=== TEXT BLOCK ===

PP hangs when pipeline_parallel_microbatches < pipeline_parallel_degree #775

cassanof · 2025-01-06T00:37:32Z

Pipeline parallelism seem to hang when the number of microbatches is less than the degree.
This issue occurs for both the standard and interleaved 1F1B schedules. Have not tested other schedules.

H-Huang · 2025-01-07T22:59:14Z

Thanks for flagging @cassanof. There is a bug for the number of microbatch calculations for the multi-stage schedules. This PR fixes that: #781

But weirdly, I don't get a hang when trying to reproduce your issue for num_microbatches < pipeline_parallel_degree, I get an error like:

File "/home/howardhuang/local/pytorch/torch/distributed/pipelining/schedules.py", line 345, in check_type_and_len
      raise ValueError(
  ValueError: Expecting 4 arg_mbs but got 2

Perhaps you are using an older pytorch version, maybe there was a fix added in the pytorch repo? Anyways, once #781 is landed could you try again and see if that fixes your issues? Thanks!

cassanof · 2025-01-07T23:29:54Z

Thanks a lot for picking this up!

I'm using the following version of pytorch:

2.6.0.dev20241228+cu126

Happy to report if the issue is resolved after your PR!

H-Huang · 2025-01-07T23:46:13Z

#781 was landed!

cassanof · 2025-01-08T00:10:46Z

It still seems to hanging at the first microbatch. By the way, I should have said that earlier, I am using PP=8 with 8 GPUs, therefore it's just 1D PP.

H-Huang · 2025-01-09T22:31:15Z

Can you also ensure that batch_size >= num_microbatches? Added a validation for this in this PR (#784).

Pipelining is implemented with P2P ops between different ranks. I'm thinking what is happening in your case is maybe the process crashed for rank 0, and rank 1 is waiting to recv from it, which subsequently causes other ranks to also wait for their recvs. Though you should see an error for rank 0 unless that is getting swallowed somehow.

Could you paste your .toml file so I can try your exact configs as well? Thanks!

cassanof · 2025-01-11T06:31:23Z

Hi!

Yes, batchsize == microbatch size in my setting. I'm logging every rank, it hangs and at some point NCCL times out.

Here is the relevant bit of the config:

[training]
batch_size = 4
seq_len = 1024
...

[experimental]
pipeline_parallel_degree = 8
pipeline_parallel_microbatches = 4
pipeline_parallel_schedule = "1F1B"
...

Ran on 8xh100. Particularly, seems to timeout on the coalesced op (this was ran on 256 h100 instead):

[rank12]:[E111 06:46:36.515025591 ProcessGroupNCCL.cpp:628] [Rank 1] Watchdog caught collective operation timeout: WorkNCCL(SeqNum=15, OpType=COALESCED, NumelIn=184467440737
09551615, NumelOut=18446744073709551615, Timeout(ms)=600000) ran for 600053 milliseconds before timing out.

cassanof · 2025-01-11T09:50:54Z

I debugged through this with the basic 1F1B schedule. The deadlock happens in the warmup phase of _step_microbatches.

=== DATA LINES ===

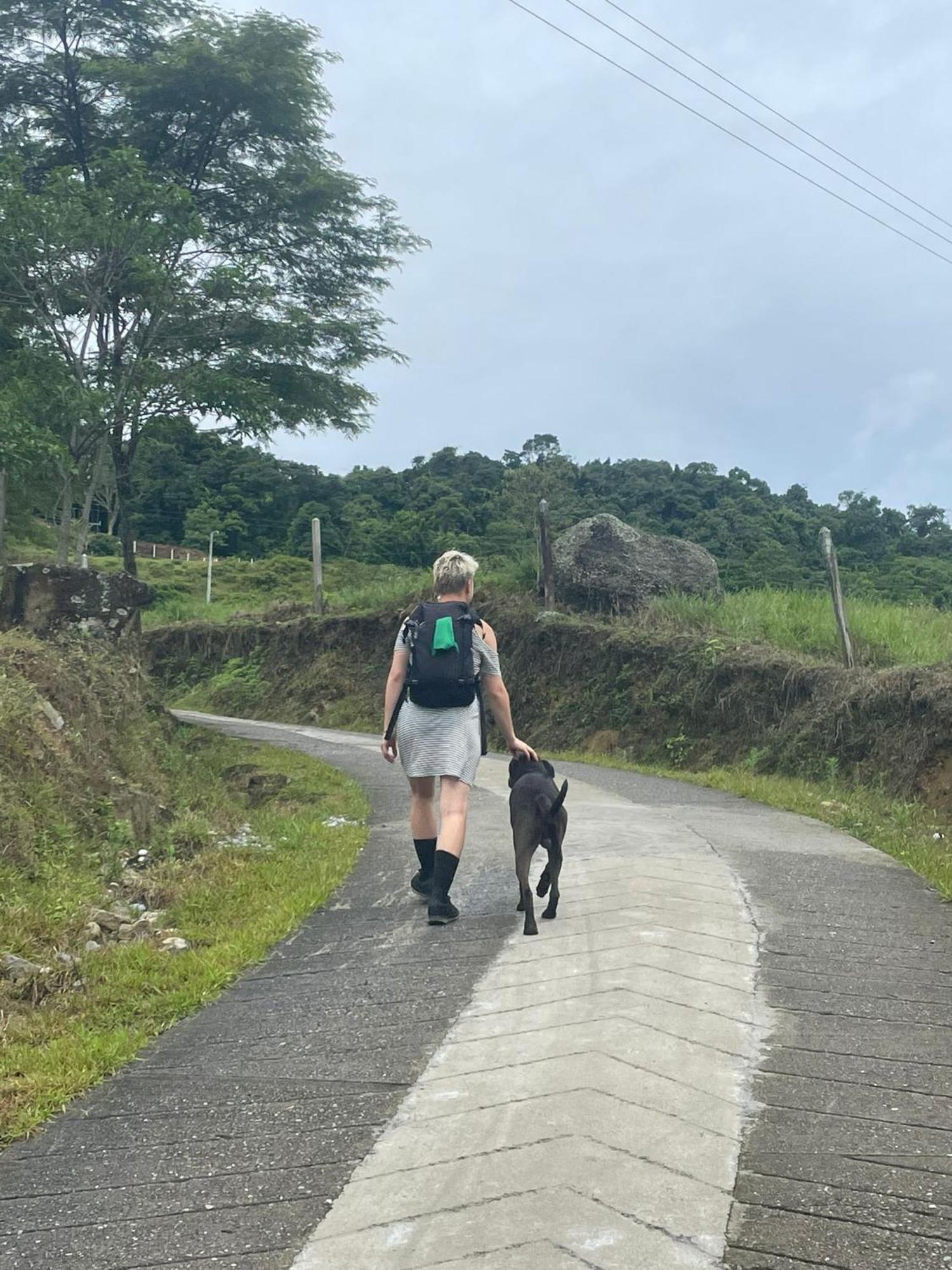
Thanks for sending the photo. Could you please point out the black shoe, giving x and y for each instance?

===

Copy the passage of the pipeline parallelism thread that starts at "It still seems" and ends at "as well? Thanks!", putting "point-to-point operations" in place of "P2P ops".

=== EXERCISE RESULT ===
It still seems to hanging at the first microbatch. By the way, I should have said that earlier, I am using PP=8 with 8 GPUs, therefore it's just 1D PP.

H-Huang · 2025-01-09T22:31:15Z

Can you also ensure that batch_size >= num_microbatches? Added a validation for this in this PR (#784).

Pipelining is implemented with point-to-point operations between different ranks. I'm thinking what is happening in your case is maybe the process crashed for rank 0, and rank 1 is waiting to recv from it, which subsequently causes other ranks to also wait for their recvs. Though you should see an error for rank 0 unless that is getting swallowed somehow.

Could you paste your .toml file so I can try your exact configs as well? Thanks!